[Collection entries]
┌────────

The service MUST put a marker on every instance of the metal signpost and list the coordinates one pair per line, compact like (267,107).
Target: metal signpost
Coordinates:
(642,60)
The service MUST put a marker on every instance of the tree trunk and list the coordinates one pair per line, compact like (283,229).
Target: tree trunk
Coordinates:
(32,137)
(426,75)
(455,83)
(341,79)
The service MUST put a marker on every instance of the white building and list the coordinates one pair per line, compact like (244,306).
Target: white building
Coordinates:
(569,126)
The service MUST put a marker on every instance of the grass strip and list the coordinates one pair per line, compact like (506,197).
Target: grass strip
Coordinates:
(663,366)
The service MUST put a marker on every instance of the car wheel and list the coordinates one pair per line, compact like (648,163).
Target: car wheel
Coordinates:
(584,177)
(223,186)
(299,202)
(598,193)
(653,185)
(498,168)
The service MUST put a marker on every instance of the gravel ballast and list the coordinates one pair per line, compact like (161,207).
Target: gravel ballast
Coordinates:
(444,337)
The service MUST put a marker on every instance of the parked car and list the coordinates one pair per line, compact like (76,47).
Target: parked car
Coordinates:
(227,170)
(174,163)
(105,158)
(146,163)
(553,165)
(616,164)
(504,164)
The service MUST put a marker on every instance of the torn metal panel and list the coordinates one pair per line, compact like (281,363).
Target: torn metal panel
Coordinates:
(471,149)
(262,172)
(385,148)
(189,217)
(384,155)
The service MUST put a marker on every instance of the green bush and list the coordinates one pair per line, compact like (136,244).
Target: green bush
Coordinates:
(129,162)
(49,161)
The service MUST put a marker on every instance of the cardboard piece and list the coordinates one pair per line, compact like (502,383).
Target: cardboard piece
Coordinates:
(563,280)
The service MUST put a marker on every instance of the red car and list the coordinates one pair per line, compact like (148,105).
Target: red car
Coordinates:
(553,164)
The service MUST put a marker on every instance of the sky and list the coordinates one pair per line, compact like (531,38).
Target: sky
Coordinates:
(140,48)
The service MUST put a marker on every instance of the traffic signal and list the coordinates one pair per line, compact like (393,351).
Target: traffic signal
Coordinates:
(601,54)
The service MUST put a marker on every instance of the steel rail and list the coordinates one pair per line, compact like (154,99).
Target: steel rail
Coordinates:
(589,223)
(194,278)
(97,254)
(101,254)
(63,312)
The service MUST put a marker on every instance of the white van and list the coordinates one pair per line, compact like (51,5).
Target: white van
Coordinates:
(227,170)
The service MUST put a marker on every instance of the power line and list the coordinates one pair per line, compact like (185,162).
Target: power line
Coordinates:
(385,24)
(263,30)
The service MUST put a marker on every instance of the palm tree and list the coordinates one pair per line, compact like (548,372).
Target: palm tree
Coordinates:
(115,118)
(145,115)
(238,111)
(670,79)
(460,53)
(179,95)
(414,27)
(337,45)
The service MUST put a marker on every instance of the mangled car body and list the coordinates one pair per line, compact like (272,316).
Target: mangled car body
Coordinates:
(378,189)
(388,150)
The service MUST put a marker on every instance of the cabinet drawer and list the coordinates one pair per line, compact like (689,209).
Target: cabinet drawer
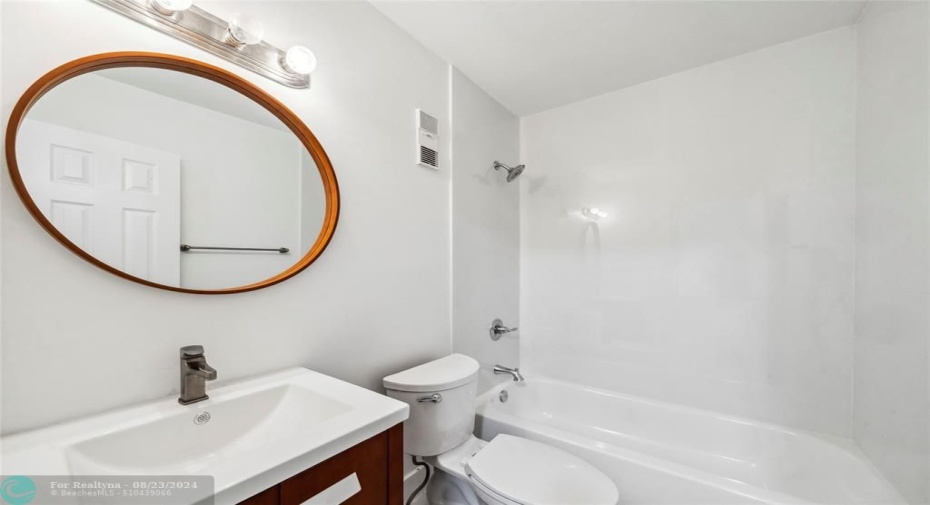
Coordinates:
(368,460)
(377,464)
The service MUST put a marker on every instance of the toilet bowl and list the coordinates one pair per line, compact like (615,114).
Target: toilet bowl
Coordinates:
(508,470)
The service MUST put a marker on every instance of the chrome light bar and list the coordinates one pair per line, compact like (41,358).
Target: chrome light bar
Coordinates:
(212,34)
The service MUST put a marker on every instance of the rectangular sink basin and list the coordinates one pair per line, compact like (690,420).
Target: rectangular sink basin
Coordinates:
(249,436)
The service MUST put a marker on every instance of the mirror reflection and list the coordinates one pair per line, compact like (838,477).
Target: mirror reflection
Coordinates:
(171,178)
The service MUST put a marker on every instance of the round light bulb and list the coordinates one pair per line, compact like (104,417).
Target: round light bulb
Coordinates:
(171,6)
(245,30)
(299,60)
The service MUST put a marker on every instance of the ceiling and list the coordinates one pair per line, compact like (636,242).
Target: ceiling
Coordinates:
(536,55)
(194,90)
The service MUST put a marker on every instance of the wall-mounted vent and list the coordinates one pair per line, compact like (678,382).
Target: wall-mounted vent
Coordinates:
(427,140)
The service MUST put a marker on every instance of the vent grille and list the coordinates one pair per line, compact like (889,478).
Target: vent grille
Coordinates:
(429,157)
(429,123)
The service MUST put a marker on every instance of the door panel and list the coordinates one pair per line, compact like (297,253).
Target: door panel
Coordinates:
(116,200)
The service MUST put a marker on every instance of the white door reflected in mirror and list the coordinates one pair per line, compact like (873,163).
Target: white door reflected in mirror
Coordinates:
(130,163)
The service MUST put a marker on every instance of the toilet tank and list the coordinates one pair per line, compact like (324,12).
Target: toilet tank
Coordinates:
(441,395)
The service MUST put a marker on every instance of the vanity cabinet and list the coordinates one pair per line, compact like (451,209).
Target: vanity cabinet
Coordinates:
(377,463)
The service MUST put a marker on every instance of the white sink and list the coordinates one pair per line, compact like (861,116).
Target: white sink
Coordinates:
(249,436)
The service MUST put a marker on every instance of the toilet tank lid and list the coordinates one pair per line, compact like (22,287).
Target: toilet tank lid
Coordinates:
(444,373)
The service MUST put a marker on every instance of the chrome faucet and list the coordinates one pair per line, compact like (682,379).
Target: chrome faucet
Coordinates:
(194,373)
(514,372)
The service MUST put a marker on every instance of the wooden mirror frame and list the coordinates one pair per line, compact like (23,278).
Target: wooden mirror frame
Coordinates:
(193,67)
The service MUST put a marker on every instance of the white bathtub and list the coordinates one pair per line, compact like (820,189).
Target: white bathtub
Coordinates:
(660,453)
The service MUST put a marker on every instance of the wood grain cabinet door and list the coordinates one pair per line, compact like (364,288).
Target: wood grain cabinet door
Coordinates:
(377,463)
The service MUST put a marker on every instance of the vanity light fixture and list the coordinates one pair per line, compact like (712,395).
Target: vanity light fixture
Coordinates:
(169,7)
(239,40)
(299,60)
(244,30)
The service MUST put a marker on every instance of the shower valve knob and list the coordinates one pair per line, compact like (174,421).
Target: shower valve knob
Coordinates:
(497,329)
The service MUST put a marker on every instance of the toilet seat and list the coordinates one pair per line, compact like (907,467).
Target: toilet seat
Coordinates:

└────────
┌────────

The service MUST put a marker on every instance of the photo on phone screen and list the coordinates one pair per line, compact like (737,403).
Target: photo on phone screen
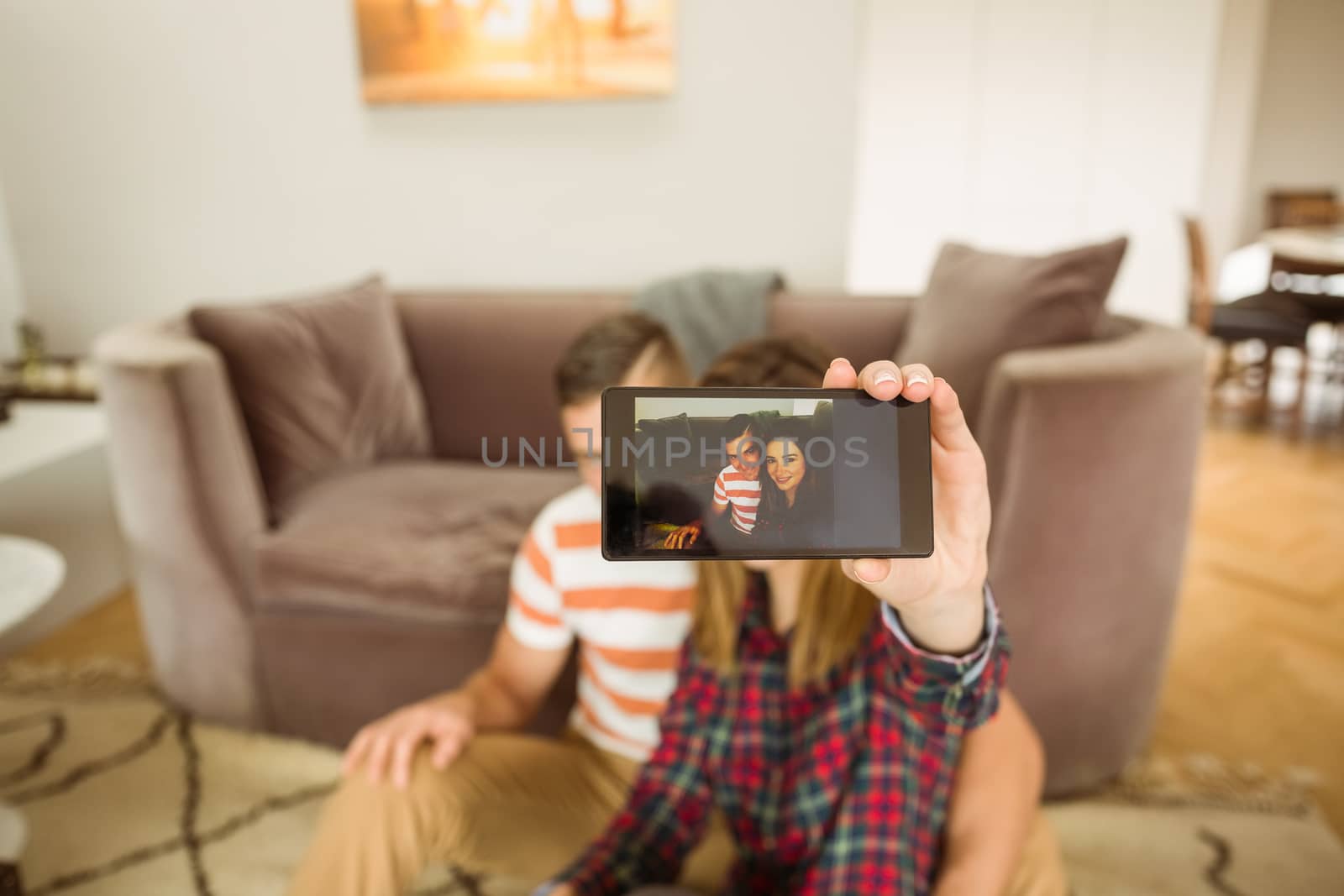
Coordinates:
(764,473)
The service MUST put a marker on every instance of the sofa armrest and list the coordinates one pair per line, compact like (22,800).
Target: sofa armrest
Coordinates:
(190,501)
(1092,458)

└────────

[BRIEF] Could you write out, exactly as they stand, only the lines above that begin at the line with "compact like (267,107)." and stop after the line with "Target: grass strip"?

[SOLVED EXERCISE]
The service MUST put a marker on every instance of the metal signpost and list the coordinates one pair per line, compact like (267,107).
Target: metal signpost
Coordinates:
(642,60)
The service MUST put a marker on every instance of the tree trunk and list the coordinates one pair per line, compact like (283,229).
Target: tree trunk
Coordinates:
(32,137)
(426,75)
(455,83)
(341,79)
The service MUST put a marker on every instance of the white building and list the coordinates one pair per line, compact like (244,306).
Target: white building
Coordinates:
(569,126)
The service MUST put a marker on every instance of the grass strip and list the coordinates one pair per line, compact like (506,197).
Target: grass strip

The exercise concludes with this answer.